Assignment:
Copy, exactly and without additions, every line in the records below from the one holding "For every <instance>" through the one holding "negative clicks: (337, 125) (50, 186)", both ends included.

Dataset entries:

•••

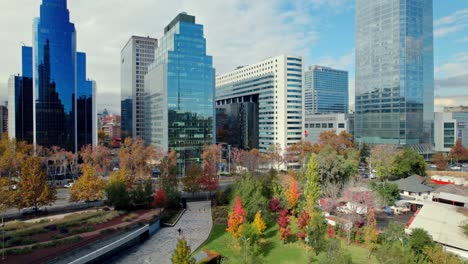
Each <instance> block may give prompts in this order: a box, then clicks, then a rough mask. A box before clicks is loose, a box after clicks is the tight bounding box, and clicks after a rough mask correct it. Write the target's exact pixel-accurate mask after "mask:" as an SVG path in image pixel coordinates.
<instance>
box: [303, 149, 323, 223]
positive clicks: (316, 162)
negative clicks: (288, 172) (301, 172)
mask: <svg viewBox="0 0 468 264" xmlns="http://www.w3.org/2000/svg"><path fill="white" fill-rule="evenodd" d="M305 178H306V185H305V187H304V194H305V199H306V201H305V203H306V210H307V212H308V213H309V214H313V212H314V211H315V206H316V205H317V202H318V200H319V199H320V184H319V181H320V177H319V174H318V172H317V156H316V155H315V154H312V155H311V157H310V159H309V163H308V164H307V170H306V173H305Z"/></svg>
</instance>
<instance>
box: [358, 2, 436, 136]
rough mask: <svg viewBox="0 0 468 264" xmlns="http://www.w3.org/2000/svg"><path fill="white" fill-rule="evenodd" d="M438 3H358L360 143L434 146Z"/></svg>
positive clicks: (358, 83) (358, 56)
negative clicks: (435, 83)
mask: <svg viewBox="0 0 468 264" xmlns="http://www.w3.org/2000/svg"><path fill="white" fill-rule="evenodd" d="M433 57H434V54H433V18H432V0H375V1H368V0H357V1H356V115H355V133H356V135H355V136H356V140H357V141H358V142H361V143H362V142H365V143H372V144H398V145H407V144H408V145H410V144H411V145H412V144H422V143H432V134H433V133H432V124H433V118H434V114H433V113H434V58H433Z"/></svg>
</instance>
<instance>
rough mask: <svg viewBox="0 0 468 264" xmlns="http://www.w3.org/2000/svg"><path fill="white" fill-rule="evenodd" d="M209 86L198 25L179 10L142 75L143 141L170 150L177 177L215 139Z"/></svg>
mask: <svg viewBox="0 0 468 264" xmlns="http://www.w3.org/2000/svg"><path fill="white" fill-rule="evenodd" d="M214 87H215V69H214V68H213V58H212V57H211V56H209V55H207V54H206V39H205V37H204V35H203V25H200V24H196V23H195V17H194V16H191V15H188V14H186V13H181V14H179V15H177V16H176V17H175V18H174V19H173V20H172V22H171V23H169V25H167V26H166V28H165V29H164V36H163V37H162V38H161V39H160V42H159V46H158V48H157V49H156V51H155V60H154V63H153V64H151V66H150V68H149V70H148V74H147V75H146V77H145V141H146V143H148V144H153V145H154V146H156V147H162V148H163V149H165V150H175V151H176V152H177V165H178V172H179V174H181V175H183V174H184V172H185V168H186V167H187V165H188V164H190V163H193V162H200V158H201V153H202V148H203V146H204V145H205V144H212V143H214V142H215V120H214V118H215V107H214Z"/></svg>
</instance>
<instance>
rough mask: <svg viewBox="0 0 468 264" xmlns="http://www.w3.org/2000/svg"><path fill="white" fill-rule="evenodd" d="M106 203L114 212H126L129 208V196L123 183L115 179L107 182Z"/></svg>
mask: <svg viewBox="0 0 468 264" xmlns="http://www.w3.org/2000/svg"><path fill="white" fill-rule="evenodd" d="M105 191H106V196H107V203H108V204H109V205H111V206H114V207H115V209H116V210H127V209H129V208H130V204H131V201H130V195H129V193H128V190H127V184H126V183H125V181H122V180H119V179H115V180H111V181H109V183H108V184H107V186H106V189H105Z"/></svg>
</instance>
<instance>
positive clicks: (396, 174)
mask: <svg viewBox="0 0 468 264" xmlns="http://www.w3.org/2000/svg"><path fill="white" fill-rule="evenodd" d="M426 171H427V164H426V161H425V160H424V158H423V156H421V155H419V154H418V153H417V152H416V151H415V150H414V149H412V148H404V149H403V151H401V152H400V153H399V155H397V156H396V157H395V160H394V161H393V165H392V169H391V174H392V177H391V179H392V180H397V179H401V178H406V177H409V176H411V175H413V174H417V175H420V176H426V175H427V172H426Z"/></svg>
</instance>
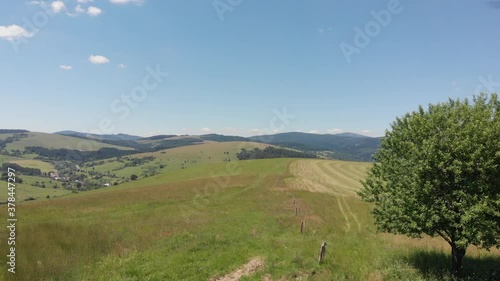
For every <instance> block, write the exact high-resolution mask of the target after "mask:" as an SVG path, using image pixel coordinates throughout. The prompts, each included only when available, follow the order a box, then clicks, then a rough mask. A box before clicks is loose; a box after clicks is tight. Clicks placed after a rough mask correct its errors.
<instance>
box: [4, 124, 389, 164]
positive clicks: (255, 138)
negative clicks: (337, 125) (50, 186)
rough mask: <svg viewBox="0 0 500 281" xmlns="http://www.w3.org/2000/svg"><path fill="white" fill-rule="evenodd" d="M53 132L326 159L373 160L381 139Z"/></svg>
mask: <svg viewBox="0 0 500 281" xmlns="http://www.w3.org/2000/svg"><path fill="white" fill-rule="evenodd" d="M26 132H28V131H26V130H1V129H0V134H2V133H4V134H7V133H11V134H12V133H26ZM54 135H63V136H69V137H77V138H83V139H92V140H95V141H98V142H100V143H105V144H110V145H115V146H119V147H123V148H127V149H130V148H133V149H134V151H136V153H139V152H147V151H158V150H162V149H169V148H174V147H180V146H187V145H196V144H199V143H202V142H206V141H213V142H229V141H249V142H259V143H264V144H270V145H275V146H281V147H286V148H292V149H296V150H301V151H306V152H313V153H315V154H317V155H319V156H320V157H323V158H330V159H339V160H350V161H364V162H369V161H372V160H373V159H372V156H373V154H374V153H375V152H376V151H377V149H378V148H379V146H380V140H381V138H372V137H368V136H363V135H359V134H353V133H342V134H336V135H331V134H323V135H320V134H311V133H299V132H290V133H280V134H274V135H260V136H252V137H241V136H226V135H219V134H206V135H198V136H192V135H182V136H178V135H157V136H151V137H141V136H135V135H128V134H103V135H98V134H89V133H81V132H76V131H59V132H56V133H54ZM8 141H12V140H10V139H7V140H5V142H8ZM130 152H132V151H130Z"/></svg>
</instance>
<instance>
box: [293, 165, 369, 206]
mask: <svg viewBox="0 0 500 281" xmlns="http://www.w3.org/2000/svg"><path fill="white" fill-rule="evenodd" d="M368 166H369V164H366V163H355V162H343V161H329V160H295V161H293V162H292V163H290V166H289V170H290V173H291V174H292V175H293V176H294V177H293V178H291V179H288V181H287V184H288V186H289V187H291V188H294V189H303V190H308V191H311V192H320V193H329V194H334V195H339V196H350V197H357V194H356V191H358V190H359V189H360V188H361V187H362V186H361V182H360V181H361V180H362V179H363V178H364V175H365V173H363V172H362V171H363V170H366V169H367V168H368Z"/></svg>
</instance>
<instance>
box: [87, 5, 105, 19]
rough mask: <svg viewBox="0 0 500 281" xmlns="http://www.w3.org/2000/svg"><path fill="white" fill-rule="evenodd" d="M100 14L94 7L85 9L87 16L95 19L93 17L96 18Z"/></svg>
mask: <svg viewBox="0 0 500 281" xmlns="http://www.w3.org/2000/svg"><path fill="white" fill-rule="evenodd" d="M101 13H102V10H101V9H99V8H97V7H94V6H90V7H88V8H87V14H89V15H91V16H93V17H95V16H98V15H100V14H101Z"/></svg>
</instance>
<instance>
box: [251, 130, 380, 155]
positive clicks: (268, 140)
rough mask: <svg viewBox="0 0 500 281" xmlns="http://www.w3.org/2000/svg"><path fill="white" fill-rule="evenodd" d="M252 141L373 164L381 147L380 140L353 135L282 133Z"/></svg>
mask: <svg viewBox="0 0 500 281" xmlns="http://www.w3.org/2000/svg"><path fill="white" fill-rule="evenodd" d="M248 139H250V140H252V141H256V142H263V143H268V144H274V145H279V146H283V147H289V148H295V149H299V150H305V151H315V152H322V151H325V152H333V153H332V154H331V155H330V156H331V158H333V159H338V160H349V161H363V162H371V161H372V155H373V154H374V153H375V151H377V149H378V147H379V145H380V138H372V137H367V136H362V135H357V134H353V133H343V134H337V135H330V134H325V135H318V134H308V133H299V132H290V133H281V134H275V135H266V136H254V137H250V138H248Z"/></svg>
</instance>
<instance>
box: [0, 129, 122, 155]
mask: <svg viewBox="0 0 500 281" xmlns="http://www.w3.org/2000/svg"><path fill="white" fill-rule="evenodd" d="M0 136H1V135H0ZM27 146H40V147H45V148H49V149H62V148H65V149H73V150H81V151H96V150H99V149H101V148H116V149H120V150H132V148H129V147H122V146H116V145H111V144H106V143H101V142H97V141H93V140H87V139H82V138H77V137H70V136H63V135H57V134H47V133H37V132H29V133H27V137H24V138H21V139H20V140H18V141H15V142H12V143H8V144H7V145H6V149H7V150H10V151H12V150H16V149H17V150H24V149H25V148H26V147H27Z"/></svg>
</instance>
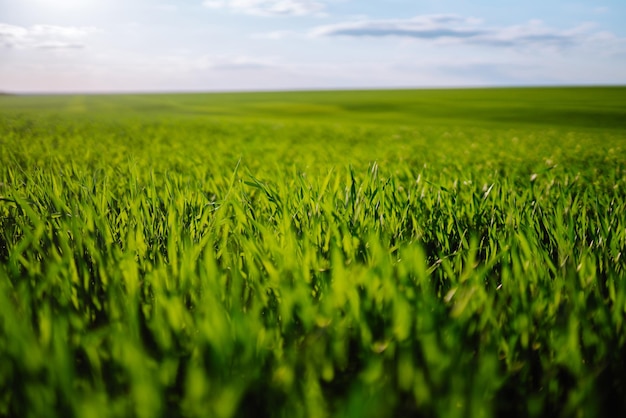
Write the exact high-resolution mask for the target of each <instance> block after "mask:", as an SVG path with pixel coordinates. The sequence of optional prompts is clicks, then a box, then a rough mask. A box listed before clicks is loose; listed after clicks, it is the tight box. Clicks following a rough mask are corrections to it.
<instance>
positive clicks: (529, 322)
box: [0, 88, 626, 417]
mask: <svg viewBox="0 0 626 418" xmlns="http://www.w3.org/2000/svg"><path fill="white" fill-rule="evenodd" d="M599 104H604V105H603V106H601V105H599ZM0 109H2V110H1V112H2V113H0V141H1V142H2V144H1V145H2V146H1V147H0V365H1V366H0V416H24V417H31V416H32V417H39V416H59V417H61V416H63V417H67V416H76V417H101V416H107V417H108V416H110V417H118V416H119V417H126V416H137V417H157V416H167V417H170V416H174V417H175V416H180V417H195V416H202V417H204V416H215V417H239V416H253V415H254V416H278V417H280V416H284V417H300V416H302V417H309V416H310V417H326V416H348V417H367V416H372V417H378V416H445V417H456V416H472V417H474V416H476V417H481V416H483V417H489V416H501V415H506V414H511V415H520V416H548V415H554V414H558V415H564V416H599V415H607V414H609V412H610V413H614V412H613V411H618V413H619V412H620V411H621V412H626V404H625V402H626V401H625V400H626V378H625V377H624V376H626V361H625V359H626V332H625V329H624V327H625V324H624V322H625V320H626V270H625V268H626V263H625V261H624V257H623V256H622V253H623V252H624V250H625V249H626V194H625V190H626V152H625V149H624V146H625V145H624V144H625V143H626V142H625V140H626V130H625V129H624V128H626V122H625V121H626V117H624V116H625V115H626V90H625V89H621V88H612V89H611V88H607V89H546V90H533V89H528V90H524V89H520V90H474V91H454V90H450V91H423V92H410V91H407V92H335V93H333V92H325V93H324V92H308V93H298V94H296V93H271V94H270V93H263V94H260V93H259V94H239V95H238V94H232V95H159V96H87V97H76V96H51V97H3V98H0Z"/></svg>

•••

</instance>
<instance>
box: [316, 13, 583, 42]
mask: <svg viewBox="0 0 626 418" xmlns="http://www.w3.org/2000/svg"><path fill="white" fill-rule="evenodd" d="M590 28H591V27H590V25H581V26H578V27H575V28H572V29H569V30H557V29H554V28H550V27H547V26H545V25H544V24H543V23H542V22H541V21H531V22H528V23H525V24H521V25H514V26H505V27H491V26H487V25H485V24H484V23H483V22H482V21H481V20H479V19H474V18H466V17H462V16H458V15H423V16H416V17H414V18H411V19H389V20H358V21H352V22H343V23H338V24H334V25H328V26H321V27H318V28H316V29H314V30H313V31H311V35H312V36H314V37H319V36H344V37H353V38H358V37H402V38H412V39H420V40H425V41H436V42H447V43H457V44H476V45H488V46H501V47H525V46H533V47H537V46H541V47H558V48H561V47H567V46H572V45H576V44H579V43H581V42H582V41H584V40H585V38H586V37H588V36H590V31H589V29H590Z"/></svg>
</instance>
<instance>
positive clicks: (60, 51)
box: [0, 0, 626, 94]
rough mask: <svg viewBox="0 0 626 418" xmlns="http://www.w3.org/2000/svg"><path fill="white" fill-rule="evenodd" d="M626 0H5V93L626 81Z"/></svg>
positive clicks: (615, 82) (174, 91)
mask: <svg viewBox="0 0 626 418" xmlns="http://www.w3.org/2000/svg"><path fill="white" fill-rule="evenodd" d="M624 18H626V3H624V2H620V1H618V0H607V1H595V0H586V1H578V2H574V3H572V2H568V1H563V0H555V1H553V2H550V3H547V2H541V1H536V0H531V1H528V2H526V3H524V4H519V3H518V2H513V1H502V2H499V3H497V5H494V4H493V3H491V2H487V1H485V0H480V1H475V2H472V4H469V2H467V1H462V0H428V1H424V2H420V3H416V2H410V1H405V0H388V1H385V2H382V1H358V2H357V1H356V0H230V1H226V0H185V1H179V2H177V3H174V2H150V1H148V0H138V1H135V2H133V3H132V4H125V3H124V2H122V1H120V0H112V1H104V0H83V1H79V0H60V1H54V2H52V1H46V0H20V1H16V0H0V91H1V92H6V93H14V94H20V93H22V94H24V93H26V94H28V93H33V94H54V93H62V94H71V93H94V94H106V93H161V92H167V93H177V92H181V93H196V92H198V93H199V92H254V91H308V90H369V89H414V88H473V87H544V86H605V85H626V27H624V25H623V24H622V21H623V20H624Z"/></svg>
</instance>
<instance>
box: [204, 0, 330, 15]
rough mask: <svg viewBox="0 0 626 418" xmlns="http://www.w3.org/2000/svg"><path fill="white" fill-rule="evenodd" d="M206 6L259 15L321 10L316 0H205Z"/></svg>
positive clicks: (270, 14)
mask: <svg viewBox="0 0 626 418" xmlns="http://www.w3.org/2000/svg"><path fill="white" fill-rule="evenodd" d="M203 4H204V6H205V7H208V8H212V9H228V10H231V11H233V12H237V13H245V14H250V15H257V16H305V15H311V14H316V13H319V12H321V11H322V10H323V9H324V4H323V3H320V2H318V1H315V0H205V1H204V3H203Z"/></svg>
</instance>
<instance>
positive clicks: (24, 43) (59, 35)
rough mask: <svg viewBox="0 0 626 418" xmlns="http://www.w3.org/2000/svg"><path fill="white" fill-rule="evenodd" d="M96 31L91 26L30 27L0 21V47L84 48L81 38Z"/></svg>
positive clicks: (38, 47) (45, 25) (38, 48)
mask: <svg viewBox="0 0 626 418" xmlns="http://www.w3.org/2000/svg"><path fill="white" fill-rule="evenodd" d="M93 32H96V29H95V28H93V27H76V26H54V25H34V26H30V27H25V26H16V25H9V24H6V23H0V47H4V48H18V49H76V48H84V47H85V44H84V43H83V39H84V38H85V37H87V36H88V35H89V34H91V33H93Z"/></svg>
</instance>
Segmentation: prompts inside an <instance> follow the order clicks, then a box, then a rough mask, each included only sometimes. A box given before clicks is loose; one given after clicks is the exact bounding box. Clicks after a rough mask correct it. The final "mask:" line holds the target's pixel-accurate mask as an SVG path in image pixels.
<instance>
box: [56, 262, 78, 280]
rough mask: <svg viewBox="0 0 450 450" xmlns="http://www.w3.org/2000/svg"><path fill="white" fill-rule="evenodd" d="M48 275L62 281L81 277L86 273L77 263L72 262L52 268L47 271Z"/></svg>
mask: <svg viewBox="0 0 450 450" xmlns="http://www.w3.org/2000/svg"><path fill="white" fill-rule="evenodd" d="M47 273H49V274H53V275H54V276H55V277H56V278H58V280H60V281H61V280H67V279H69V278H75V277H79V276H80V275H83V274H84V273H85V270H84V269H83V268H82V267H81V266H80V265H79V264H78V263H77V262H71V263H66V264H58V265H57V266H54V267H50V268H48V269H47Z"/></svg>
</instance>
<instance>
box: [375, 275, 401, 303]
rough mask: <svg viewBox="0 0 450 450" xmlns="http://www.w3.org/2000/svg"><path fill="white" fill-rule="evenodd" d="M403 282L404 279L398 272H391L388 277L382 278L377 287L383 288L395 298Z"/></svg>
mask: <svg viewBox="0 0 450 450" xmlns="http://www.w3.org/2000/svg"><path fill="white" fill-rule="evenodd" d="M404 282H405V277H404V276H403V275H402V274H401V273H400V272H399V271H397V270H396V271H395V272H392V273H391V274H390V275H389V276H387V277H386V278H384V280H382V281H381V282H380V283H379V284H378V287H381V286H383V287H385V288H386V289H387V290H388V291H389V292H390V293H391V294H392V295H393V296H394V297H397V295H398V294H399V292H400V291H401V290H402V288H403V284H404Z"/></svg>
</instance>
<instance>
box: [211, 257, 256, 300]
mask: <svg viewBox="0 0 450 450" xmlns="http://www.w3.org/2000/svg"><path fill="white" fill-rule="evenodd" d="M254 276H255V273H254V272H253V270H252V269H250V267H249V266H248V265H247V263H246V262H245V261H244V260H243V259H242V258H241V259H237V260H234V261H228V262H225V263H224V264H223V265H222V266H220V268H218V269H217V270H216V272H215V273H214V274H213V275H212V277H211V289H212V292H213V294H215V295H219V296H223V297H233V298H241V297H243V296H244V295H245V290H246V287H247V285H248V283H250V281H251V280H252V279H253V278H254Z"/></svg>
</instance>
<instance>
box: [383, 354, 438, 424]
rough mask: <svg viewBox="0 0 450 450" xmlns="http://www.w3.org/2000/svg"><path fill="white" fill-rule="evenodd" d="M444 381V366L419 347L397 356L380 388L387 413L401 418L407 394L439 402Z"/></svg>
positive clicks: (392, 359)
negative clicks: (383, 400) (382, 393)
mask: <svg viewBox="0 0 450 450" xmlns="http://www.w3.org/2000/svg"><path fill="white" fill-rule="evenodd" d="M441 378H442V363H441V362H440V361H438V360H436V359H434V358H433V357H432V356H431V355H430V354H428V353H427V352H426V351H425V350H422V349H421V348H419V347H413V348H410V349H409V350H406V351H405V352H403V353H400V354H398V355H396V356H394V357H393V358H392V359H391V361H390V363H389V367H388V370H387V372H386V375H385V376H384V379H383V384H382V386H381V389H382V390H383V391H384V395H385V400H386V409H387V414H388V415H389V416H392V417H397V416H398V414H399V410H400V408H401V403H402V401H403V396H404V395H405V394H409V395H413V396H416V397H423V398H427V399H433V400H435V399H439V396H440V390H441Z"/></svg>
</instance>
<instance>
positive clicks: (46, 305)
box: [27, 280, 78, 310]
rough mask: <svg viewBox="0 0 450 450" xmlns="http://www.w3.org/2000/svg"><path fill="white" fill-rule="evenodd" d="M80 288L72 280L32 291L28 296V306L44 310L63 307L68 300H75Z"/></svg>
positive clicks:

•••

Output of the task:
For every <instance> block, write the exact high-resolution mask of the target after "mask:" as an SVG path, using image pixel coordinates throughout. The prompts, each included only when available, follow the order a box, then clicks, then a rough mask. A box before clicks is loose; a box after clicks is tight. Clicks placed after a rough mask correct its errors.
<instance>
box: [4, 124, 389, 164]
positive clicks: (255, 138)
negative clicks: (337, 125) (50, 186)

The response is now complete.